### RECORD EXTRACTS

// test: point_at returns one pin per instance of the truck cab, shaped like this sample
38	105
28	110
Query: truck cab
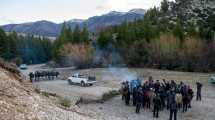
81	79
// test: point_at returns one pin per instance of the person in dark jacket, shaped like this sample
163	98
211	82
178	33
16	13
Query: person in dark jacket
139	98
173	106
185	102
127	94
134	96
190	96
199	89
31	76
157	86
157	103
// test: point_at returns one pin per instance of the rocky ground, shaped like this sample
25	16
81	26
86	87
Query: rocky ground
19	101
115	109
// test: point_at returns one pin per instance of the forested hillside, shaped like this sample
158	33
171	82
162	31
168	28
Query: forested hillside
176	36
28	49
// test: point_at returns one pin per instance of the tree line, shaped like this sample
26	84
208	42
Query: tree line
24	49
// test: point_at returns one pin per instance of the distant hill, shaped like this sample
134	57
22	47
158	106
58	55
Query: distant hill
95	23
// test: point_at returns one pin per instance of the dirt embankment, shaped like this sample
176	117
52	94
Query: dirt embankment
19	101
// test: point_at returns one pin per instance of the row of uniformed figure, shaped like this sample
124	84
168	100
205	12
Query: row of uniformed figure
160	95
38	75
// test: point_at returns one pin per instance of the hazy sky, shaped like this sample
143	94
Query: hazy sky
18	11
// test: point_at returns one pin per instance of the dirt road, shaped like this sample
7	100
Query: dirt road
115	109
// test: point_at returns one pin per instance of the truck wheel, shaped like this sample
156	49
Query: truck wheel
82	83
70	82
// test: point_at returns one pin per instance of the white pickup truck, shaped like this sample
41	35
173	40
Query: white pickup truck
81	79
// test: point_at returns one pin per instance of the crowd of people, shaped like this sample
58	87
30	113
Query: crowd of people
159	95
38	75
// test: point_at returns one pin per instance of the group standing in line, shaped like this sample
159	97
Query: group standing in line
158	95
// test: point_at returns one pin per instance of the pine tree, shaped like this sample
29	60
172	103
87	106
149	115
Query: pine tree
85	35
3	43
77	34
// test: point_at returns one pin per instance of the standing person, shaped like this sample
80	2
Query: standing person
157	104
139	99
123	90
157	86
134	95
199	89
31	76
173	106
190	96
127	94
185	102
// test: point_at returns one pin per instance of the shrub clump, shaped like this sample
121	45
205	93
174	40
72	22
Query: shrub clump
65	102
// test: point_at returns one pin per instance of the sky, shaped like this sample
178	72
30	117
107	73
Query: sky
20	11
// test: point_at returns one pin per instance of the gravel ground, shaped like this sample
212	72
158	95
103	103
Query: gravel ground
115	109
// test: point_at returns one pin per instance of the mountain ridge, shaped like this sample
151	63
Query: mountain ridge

### TASK REQUIREMENTS
Lines with "mountain": copy every one of them from the listing above.

### SOLUTION FOR THIS TASK
// test: point_at returns one pin per instance of the mountain ridge, shaped like this sample
Query: mountain ridge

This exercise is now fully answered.